_Task prompt_: An exact, complete copy of the entries that follow is needed.
******
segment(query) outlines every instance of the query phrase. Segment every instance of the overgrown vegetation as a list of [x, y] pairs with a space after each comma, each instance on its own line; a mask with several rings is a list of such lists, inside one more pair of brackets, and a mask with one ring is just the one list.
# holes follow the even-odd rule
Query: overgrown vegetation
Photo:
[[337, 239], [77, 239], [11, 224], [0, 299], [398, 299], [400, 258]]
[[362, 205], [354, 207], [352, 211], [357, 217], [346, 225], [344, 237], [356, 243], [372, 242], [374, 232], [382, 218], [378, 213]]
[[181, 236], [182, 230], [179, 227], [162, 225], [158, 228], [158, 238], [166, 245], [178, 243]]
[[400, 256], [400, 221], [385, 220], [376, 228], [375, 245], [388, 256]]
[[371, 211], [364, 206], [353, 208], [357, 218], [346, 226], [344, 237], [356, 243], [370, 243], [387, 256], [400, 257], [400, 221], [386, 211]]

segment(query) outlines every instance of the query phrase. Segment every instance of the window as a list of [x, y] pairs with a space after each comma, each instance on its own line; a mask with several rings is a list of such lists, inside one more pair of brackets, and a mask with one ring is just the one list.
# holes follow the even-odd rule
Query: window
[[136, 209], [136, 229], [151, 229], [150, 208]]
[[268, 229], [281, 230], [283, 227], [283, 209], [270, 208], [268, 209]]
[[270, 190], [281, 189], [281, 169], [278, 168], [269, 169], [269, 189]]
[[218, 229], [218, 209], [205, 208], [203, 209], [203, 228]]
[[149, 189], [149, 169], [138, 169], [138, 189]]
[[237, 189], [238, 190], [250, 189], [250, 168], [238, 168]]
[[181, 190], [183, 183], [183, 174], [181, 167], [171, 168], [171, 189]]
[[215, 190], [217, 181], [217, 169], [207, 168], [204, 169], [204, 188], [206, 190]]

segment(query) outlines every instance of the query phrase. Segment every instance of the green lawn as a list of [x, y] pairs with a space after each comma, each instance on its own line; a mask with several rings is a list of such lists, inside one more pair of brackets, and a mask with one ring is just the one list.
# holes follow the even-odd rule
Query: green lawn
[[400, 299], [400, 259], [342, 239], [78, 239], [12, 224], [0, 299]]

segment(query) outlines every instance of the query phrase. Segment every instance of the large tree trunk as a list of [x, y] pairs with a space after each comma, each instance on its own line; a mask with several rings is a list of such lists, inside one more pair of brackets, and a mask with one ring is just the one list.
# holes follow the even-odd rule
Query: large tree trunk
******
_Your response_:
segment(query) outlines every instance of the query phrase. Segment every instance of the overgrown vegetation as a list of [x, y] pairs with a space after each comma, each instance on its own line; a mask with several rings is a list of such lists, inside one more pair of brackets, and a mask with one ring is just the one list.
# holes follow the even-odd rule
Query: overgrown vegetation
Photo:
[[337, 239], [77, 239], [11, 224], [0, 299], [398, 299], [400, 258]]
[[362, 205], [354, 207], [352, 211], [357, 217], [346, 225], [344, 237], [356, 243], [372, 242], [374, 232], [382, 218], [378, 213]]
[[181, 236], [182, 230], [179, 227], [162, 225], [158, 228], [158, 238], [166, 245], [178, 243]]
[[400, 256], [400, 221], [385, 220], [376, 228], [375, 245], [388, 256]]
[[371, 211], [364, 206], [353, 208], [357, 218], [346, 226], [344, 237], [356, 243], [370, 243], [387, 256], [400, 257], [400, 221], [386, 211]]

segment(query) outlines every instance of the query phrase. Segment every instance of the window as a list of [x, y] pairs with a space after each comma, each instance on its own line; a mask with several rings is a list of such lists, inside one more pair of brackets, and a mask with one ring is just the one list.
# holes follow the even-odd rule
Query: window
[[136, 209], [136, 229], [151, 229], [150, 208]]
[[268, 229], [281, 230], [283, 227], [283, 209], [270, 208], [268, 209]]
[[270, 190], [281, 189], [281, 169], [278, 168], [269, 169], [269, 189]]
[[218, 229], [218, 209], [205, 208], [203, 209], [203, 228]]
[[149, 189], [149, 169], [138, 169], [138, 189]]
[[237, 189], [238, 190], [250, 189], [250, 168], [238, 168]]
[[181, 190], [183, 183], [183, 174], [181, 167], [171, 168], [171, 189]]
[[215, 190], [217, 181], [217, 169], [207, 168], [204, 169], [204, 188], [206, 190]]

segment(query) outlines every instance of the query phrase. Segment every instance of the green lawn as a list of [x, y] pairs with a space after each comma, each instance on its own line; a mask with several rings is a list of such lists, inside one more pair of brackets, and a mask with one ring is just the one list.
# holes follow the even-odd rule
Query: green lawn
[[400, 299], [400, 259], [342, 239], [78, 239], [12, 224], [0, 299]]

segment(query) outlines every instance of the query phrase. Segment every instance of the large tree trunk as a list of [x, y] pairs with a space after each comma, each instance on its own line; a mask with several rings is a list of such lists, inside one more pair of brackets, and a mask with one ring is just the one list.
# holes follow the even-odd rule
Query: large tree trunk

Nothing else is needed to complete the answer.